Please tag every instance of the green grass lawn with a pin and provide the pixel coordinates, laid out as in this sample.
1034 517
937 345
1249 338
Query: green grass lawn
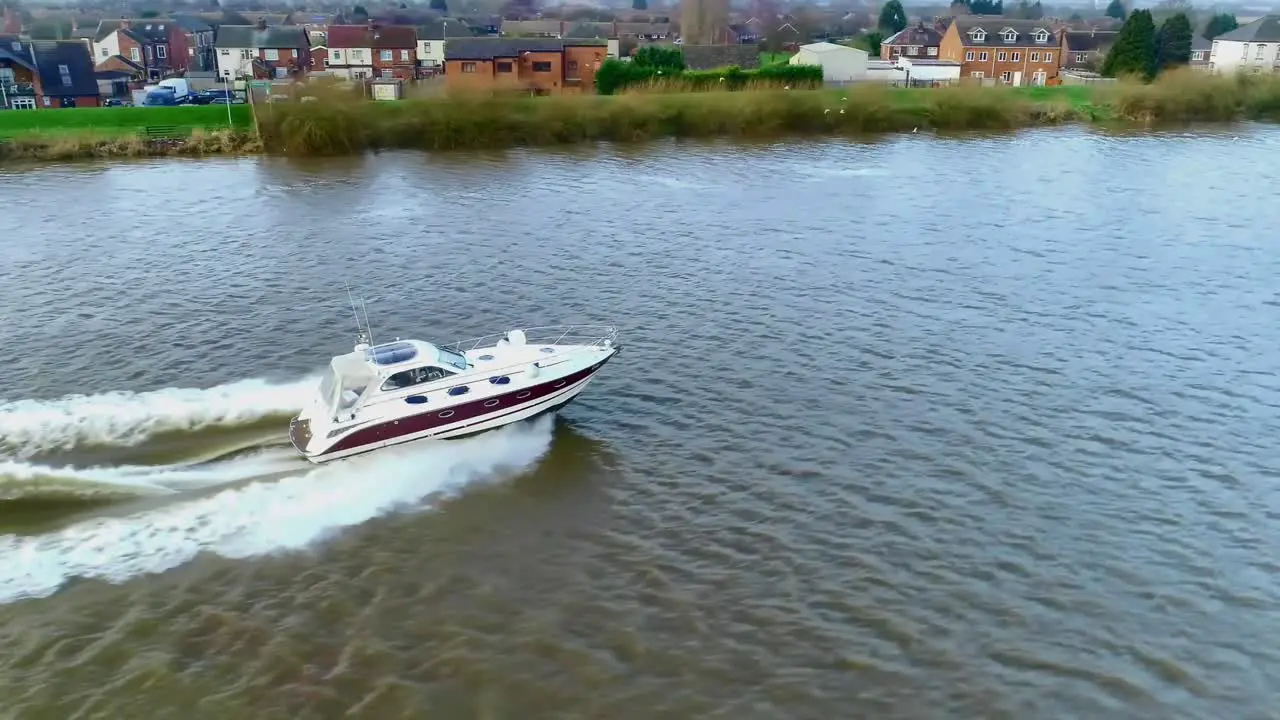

:::::

#### [COSA SI CHIEDE]
Trasforma tutte le voci qui sopra in un elenco JSON di stringhe, con una stringa per ogni riga e senza le righe vuote. Lascia fuori dalla risposta le immagini.

#### [RISULTATO RICHIESTO]
[
  "Please tag every instance of the green grass lawn with a pin and provide the pixel coordinates, laid out as in this sample.",
  "1034 517",
  "937 345",
  "1249 338",
  "Query: green grass lawn"
]